──────── EXCERPT ────────
Perhaps the strangest thing I’m acclimating to is the commute. I’ve always liked public transport; I have fond memories of riding the bus with my friends and colleagues at MSU or exploring the city using the NYC subways and buses, but it wasn’t something I did in Iowa. There I drove to work every day. I hated those early mornings in the winter battling snow and ice and fog to get to school – especially when I was driving out to Dunkerton on county roads.

My current winter commute is nothing like that. I may stand on the chilly platform early in the morning wearing a fleece jacket, but when my train arrives I get to find a seat and open a book or take out some grading to do for my online classes or get out my phone to text Kayla or FBChat with Trudy. I ride the train to Roma Street, walk from platform 10 to platform 2, and catch my bus to UQ. When I get to UQ, I walk by two small lakes, past gardens filled with native grasses and trees, watch out for bush turkeys, and make my way to my building.

One of the mannerisms that I find both fascinating and completely adorable is the way people exiting the bus call a “thank you” to the bus driver. It’s not something I recall happening when I took the bus to MSU for all those years, but here it’s normal and expected. I’ll admit that I haven’t done it yet (partly because I exit at the middle of a really long bus), but one of these days I’m going to shout my own thank you to the driver for getting me to work on time.

Last night as I was packing my lunch and getting my clothes and bag organised for the morning, I realised that normally I would have been thinking about which beach we would be visiting the next day. While I’m definitely going to miss the freedom I had for the past year, I’m happy that 364 days after I arrived in a brand new country, I was able to start a job that is letting me explore a whole new part of my home down under.

-C

One Year

On June 24th, I got on a plane in Chicago, flew to LA, stopped in Auckland for a couple hours, and arrived in Brisbane at 10am on the 26th. Those three flights were a blur, and when I look at the calendar and see that it’s been a year since that first flight, I can hardly believe it. This past year has been a blur.

Holy crap, people. Seriously.

I moved halfway around the world, sold or gave away or stored just about everything I owned, I quit my job (sort of), learned more than I ever wanted to about filling out government paperwork and got permanent residency, and I can now drive confidently on the left (wrong) side of the road.

What have I learned?
──────── DATA ────────
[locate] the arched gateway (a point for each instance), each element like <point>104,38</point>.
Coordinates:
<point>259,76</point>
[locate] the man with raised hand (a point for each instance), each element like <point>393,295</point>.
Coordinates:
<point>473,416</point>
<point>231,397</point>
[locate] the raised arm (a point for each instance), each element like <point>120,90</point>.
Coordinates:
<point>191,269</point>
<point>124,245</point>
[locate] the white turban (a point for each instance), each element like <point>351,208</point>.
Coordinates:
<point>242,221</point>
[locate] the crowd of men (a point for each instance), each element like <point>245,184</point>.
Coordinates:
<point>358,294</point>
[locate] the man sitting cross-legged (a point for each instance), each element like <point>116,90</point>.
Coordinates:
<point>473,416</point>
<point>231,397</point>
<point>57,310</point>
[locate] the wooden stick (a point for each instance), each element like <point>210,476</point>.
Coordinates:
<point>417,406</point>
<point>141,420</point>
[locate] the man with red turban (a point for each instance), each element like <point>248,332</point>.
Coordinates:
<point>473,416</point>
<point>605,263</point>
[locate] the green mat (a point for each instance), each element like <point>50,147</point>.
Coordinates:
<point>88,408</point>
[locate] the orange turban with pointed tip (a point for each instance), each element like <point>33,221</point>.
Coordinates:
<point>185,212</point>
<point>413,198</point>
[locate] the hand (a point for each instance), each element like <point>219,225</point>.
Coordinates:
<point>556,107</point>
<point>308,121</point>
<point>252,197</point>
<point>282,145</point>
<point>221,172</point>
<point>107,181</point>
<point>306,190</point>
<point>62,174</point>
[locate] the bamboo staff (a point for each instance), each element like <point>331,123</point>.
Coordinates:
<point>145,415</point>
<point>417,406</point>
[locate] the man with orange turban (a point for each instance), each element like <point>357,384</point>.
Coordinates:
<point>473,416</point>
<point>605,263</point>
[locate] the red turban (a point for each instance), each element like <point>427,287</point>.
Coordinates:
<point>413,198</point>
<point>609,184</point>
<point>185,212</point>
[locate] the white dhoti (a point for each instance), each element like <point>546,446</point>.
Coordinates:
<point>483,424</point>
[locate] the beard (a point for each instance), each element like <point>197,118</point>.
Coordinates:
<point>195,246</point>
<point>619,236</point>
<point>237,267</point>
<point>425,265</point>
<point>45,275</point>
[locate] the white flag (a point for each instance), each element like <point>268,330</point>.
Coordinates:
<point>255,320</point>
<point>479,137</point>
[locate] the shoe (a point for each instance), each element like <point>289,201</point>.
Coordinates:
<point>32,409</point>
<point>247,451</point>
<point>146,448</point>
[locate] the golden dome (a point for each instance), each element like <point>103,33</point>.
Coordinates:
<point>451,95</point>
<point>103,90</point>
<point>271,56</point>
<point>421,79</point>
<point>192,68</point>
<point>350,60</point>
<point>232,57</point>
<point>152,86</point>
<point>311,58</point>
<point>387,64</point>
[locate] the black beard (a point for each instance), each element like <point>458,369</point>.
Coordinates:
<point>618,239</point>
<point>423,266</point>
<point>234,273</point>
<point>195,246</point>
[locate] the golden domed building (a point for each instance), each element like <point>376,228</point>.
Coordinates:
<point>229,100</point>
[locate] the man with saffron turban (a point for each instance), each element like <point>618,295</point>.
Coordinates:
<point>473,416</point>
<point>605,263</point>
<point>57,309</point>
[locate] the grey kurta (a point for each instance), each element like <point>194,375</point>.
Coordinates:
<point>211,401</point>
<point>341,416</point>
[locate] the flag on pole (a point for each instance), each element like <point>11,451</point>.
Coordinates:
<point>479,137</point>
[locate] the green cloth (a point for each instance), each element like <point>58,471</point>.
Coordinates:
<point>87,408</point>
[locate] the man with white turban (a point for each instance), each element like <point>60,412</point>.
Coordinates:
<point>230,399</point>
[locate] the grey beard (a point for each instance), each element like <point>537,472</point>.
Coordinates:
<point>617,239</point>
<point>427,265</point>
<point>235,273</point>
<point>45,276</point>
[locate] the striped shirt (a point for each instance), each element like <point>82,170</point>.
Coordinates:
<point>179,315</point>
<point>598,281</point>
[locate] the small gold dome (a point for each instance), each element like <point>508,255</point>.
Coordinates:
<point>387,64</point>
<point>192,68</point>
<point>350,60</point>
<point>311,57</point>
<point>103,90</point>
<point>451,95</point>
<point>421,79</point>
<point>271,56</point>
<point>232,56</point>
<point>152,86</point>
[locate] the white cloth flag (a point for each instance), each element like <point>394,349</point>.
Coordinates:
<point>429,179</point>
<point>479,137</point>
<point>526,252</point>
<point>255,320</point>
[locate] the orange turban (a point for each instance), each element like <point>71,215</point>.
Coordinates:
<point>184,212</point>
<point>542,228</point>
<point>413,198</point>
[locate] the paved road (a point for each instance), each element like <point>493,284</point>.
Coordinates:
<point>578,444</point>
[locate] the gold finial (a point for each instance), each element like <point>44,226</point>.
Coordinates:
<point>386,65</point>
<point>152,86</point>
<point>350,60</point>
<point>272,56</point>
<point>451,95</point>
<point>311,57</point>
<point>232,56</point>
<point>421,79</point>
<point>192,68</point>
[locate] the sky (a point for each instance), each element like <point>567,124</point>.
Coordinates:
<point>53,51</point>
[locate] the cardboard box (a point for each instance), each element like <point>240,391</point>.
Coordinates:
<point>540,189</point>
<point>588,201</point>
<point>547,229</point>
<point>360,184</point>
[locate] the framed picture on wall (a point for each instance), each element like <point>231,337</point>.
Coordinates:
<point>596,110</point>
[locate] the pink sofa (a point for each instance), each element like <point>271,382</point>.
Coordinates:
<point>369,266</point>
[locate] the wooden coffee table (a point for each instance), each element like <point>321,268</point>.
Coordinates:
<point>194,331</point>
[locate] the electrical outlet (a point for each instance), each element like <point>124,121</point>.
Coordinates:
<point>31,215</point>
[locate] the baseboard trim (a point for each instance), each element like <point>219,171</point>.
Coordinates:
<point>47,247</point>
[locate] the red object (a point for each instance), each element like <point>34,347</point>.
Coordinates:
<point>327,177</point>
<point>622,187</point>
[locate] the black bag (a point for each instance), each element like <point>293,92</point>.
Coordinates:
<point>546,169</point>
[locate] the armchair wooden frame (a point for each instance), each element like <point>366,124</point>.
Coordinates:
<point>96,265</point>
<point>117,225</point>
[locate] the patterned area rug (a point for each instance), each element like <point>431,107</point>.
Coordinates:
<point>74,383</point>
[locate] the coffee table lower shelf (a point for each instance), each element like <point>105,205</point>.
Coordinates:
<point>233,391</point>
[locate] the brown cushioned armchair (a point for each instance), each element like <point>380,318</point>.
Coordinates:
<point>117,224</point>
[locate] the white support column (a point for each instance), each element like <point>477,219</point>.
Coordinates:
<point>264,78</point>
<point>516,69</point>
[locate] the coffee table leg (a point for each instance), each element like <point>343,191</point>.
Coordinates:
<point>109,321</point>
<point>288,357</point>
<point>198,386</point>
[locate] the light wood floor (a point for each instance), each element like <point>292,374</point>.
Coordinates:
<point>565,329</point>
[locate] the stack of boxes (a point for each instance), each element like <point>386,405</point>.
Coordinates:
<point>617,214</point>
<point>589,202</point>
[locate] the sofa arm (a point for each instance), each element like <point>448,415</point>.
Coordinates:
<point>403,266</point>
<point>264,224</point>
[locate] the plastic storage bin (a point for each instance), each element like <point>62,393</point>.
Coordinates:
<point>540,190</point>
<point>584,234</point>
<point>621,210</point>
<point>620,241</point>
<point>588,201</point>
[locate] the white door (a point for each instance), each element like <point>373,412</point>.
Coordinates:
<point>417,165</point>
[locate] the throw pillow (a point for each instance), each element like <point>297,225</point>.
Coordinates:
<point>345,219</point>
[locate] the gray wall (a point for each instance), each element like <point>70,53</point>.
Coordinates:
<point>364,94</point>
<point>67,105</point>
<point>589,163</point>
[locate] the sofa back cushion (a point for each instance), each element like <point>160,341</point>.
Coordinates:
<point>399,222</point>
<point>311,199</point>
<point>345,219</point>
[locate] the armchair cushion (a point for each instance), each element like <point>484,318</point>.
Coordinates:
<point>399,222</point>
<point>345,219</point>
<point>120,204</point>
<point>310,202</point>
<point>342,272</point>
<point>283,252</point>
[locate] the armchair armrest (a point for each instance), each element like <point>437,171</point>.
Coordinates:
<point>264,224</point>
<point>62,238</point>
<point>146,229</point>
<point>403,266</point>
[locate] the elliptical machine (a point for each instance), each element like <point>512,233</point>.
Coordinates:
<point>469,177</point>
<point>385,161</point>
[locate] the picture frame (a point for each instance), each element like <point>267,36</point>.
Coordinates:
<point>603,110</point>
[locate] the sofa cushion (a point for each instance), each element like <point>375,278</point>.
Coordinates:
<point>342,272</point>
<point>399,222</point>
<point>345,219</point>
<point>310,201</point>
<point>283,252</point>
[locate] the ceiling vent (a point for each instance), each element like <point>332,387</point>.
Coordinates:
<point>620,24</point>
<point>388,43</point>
────────
- _WHAT YOU NEED TO DO_: In the blog excerpt, which station does the writer ride the train to before catching the bus to UQ? The records stand apart from the blog excerpt as separate material.

- _RESPONSE FOR THIS EXERCISE_: Roma Street.